▶ Your task: Scan the entries for lines with the word "instance", then copy those lines.

▶ Excerpted data:
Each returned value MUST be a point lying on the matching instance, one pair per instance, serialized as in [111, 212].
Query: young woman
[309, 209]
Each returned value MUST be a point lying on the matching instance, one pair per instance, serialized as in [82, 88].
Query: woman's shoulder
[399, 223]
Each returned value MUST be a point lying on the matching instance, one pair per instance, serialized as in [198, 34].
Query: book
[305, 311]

...

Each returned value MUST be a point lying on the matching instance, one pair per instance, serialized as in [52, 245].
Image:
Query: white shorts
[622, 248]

==

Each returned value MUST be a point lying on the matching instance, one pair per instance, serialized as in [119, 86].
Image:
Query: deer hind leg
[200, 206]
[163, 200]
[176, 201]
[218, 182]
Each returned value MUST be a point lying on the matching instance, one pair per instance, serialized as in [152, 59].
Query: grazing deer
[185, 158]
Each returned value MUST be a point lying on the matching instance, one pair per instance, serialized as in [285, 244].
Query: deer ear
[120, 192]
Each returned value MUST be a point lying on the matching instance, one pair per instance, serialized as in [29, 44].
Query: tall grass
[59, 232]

▶ Output for this task:
Each returned value MUST be a point lying on the matching instance, one pair per instance, serialized as in [111, 212].
Each returned value MUST be a point lying on the matching instance, one pair per instance, serialized as in [82, 88].
Each returned value MUST be a point lying on the matching instance, one pair per instance, serialized as in [198, 34].
Each returned value MUST be a point lying on the matching instance, one pair per instance, serialized as in [52, 245].
Each returned value MUST be a point lying on the matching instance, one pair per instance, serialized as in [119, 86].
Each returned value MUST be a point lying on the matching instance, one pair per instance, serialized as in [152, 59].
Each returned value MUST be a point lying on the matching instance, one pair per instance, serialized as in [285, 244].
Each returned value MUST be a point lying on the matching instance, one pair per instance, serialized as in [29, 44].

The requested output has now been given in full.